TASK PROMPT: What you return must match the data exactly, line for line.

[Point-per-instance localization data]
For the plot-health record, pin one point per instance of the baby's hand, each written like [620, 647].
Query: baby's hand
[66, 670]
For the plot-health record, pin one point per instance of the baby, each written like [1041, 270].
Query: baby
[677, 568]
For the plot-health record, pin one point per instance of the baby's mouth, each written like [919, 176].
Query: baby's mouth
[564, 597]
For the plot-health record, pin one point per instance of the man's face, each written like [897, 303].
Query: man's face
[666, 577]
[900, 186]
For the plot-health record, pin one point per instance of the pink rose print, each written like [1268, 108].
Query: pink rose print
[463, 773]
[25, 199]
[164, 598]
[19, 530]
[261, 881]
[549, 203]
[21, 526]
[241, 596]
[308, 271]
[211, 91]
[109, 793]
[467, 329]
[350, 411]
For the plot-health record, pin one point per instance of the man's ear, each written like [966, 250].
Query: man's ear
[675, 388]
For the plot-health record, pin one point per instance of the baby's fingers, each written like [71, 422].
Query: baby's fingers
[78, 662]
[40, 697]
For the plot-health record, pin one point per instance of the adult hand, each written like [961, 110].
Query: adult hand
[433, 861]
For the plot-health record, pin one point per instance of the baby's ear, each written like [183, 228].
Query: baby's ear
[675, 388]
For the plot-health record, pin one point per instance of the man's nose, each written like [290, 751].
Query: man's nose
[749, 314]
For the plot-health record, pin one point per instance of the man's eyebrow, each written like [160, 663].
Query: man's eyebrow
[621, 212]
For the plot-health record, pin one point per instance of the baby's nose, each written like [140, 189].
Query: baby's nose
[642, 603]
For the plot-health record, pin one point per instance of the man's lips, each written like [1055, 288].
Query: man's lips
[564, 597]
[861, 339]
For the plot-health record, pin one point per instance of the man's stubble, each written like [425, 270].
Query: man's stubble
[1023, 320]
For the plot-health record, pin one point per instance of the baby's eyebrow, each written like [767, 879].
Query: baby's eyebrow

ANSWER FOR THE TASK:
For the plot-health record, pin one point per instance of the baby's hand, each written like [620, 647].
Query: baby's hand
[66, 670]
For the plot-health record, pin one point per instance of the baby, each written like [1041, 270].
Query: baby
[677, 568]
For the plot-health record, pin one point per instance of the baby's mouth, each written like [919, 176].
Query: baby's mouth
[564, 597]
For the plot-health record, pin one point per instance of the man's face, each written like [897, 303].
Query: man's face
[666, 577]
[900, 186]
For the plot-health record, pin one point per instance of the pink rose print, each written like [1268, 108].
Query: pink rose print
[463, 773]
[25, 199]
[164, 598]
[19, 530]
[261, 881]
[549, 203]
[21, 526]
[241, 596]
[308, 271]
[211, 91]
[109, 793]
[467, 329]
[350, 411]
For the plot-health record, pin one point per instance of the man's ear, each written like [966, 250].
Query: man's ear
[675, 388]
For the plot-health record, pin one point per instance of the baby's fingers, each written like [71, 422].
Query: baby's fingers
[78, 662]
[40, 697]
For the plot-health record, pin one point per instance of the adult hand, each written like [961, 110].
Query: adult hand
[433, 861]
For the plot-health record, pin one point per instance of the baby's ear, each written like [183, 228].
Query: baby's ear
[675, 388]
For the plot-health record, pin one point per instance of the man's nose, each written like [290, 751].
Query: man's nose
[749, 314]
For the plot-health record, pin one point per instance of the man's eyebrow, each written like [160, 663].
Query: man's eyebrow
[621, 212]
For the plot-health record, pin one point per instance of the baby's nose, each written like [140, 189].
Query: baby's nose
[642, 603]
For the plot-health record, pin one point per instance of the man's lips, each written like [1055, 288].
Query: man's lips
[564, 597]
[861, 339]
For the plot-health record, pin one point per instance of the man's stubble, each written like [425, 270].
Query: man's stubble
[1023, 320]
For the plot-health record, pin one point per instance of the baby's eyebrow, each written like [767, 879].
Query: baby's eyebrow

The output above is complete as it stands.